**What is expected:** Write out the entries, please, from the line containing "the blue sky" through their final line, exactly and with nothing else.

**Dataset entries:**
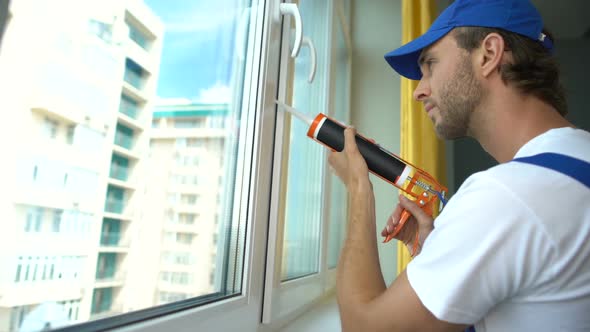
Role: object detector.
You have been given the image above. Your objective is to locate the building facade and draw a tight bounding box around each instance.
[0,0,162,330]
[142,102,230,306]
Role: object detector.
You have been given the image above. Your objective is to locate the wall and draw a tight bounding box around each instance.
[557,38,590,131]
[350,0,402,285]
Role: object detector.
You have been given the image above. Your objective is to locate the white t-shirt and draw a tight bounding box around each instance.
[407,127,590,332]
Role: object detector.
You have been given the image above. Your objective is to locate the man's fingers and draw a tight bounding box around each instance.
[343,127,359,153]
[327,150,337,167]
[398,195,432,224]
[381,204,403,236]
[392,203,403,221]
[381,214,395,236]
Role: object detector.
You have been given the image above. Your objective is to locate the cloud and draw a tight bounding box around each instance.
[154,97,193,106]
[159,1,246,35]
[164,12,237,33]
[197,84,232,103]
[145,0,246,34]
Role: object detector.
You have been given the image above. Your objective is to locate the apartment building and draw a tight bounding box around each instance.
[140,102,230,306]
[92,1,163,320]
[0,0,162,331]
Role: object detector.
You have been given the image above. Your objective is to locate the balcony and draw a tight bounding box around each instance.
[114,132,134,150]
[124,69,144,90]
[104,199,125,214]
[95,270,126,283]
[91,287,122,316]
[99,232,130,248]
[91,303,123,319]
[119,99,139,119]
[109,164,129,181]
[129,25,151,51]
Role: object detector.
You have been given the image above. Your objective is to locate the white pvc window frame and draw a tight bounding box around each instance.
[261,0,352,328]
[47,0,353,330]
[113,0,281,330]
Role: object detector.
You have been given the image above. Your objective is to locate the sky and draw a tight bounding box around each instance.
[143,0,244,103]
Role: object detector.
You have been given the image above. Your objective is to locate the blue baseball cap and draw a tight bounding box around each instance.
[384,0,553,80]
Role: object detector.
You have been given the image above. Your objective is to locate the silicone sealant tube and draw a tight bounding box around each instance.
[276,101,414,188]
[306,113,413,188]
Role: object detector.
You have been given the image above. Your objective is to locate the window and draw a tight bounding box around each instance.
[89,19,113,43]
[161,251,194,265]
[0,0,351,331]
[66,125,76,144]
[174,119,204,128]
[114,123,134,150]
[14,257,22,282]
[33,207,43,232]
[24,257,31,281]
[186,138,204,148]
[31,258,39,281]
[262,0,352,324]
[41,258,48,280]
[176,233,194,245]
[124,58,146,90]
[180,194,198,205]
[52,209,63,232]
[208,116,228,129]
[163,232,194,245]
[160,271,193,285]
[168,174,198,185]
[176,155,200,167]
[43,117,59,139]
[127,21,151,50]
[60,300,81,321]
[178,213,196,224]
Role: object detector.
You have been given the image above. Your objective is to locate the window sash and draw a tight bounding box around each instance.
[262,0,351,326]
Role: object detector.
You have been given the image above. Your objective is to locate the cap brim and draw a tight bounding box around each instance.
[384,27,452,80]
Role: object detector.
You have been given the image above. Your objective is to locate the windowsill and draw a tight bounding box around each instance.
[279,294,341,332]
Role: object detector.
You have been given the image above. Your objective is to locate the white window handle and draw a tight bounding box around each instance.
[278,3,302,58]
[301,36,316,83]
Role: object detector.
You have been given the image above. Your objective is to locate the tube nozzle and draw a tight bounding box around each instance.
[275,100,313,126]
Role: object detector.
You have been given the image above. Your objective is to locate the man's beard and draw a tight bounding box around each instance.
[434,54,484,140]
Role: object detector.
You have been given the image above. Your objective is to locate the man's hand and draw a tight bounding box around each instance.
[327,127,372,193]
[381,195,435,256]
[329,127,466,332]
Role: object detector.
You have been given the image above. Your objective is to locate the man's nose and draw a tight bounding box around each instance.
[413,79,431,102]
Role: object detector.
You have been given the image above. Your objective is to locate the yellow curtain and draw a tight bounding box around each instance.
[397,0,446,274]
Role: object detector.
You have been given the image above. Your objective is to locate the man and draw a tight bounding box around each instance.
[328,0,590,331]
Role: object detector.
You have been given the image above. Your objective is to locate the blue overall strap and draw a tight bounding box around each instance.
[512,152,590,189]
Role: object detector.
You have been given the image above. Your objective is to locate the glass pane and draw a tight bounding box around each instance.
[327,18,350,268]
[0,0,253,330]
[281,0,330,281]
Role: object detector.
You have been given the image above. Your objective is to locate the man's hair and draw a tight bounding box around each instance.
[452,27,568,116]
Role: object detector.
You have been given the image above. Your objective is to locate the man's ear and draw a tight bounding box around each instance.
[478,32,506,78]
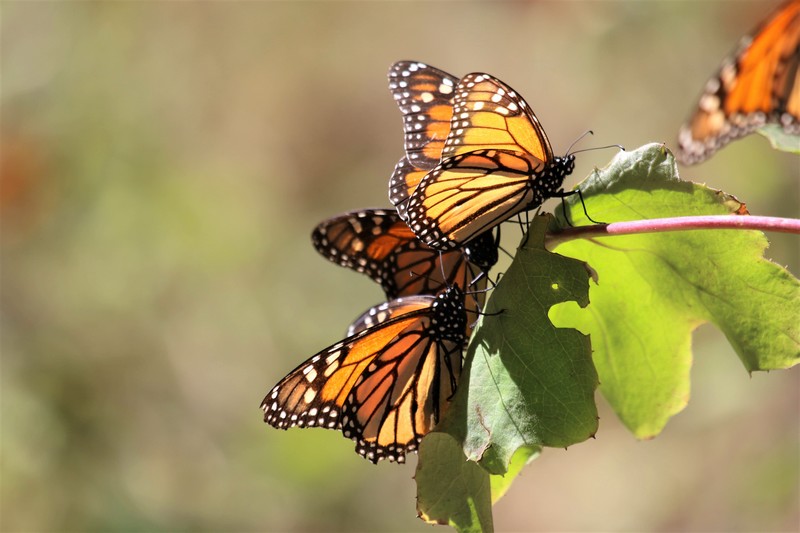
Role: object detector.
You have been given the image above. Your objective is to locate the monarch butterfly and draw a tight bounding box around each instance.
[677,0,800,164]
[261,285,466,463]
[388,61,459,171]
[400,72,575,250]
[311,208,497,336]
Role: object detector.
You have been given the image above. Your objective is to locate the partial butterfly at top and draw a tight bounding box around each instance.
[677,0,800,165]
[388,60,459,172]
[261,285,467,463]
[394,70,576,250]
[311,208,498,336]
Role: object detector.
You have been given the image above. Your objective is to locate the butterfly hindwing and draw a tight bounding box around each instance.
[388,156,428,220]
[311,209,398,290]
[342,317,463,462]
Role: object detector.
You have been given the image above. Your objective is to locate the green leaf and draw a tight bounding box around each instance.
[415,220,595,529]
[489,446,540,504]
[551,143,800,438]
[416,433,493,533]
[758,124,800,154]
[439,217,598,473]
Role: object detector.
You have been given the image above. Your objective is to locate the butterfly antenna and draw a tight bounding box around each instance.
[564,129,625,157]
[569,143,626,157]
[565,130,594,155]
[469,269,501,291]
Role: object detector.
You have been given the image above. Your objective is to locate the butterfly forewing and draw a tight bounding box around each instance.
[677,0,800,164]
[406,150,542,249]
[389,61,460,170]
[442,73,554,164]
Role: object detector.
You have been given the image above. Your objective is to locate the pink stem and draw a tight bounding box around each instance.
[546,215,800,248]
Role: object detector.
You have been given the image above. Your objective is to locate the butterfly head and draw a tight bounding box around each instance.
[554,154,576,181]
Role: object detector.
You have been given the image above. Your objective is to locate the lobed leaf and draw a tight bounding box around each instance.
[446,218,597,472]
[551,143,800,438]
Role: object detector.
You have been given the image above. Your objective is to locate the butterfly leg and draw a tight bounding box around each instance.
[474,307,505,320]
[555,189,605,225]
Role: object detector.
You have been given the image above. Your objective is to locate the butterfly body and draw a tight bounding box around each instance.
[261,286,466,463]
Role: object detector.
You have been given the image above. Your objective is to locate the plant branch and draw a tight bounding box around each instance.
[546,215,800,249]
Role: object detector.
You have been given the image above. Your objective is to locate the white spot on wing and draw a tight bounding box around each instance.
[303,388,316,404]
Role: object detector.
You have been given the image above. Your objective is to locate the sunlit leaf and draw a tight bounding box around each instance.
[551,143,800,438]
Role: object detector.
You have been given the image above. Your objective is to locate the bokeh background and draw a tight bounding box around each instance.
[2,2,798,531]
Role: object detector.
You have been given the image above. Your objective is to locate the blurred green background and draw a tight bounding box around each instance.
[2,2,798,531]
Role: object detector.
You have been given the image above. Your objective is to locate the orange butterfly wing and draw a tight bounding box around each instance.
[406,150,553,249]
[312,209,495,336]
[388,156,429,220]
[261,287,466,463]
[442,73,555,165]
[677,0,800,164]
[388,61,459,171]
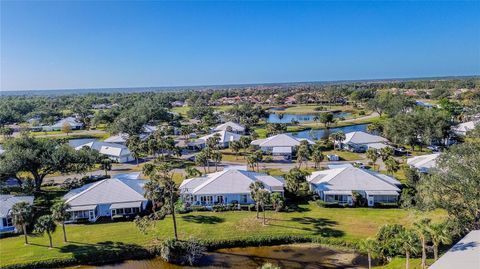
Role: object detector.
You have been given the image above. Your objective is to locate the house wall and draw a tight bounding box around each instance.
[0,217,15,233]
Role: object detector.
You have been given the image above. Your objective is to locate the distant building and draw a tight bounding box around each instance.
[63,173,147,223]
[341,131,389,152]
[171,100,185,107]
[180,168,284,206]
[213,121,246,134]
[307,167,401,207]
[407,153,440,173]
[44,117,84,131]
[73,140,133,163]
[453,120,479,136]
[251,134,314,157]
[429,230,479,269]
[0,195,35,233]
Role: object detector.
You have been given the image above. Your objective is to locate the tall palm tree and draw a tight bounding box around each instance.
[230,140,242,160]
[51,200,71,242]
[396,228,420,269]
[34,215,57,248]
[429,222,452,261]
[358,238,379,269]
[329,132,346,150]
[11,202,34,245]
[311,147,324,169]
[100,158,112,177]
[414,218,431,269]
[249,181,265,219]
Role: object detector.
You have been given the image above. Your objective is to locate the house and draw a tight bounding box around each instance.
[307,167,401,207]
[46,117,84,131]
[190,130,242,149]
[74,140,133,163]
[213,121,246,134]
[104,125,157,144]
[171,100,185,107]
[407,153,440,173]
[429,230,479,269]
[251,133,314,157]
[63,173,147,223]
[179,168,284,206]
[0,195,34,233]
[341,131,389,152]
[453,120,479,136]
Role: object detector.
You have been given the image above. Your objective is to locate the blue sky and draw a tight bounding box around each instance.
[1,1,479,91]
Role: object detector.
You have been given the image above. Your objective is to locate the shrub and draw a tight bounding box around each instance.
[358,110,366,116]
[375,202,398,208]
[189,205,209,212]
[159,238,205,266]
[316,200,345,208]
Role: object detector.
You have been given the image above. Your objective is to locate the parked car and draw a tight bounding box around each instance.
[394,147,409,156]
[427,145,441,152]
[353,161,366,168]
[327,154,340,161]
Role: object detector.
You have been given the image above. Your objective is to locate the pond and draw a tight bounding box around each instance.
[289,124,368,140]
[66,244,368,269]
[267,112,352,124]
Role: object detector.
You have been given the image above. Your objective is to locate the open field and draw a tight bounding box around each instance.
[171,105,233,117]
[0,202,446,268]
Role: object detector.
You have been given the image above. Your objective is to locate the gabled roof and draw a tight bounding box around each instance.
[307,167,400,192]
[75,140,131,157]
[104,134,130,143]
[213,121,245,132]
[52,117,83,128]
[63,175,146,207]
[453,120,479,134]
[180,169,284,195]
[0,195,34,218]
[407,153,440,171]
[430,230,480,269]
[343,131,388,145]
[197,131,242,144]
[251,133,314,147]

**Solution:**
You have been given the image above. Your objective is to locate the blue sky and draw a tight bounding box around each instance.
[1,1,479,91]
Role: object detector.
You have been given the image above. Your objective is to locate the shrub and draw a tight bounding box around each instance.
[358,110,366,116]
[375,202,398,208]
[189,205,209,212]
[159,238,205,266]
[316,200,345,208]
Role: object detector.
You have been given the image above. Your objective is to locate the parked car and draw a tight bounding box around each instance.
[394,147,409,156]
[427,145,441,152]
[353,161,366,168]
[327,154,340,161]
Role: object detector.
You have been given the image above. Your objective is to locate the pond and draw a tight bounding box around each instance.
[289,124,368,140]
[66,244,368,269]
[267,112,352,124]
Role: object detector.
You have been given the image above. Your objective is to locate the open field and draw a tight bounding box around each instance.
[171,105,233,117]
[0,202,446,268]
Role: object detector.
You have been given the image above. Your objective is to locate the gabled roof and draw a tight bounding box around each instance.
[307,167,400,192]
[75,140,131,157]
[104,134,130,143]
[213,121,245,132]
[52,117,83,128]
[63,175,146,207]
[453,120,479,134]
[180,169,284,195]
[0,195,34,218]
[407,153,440,171]
[430,230,480,269]
[343,131,388,145]
[197,131,242,144]
[251,133,314,147]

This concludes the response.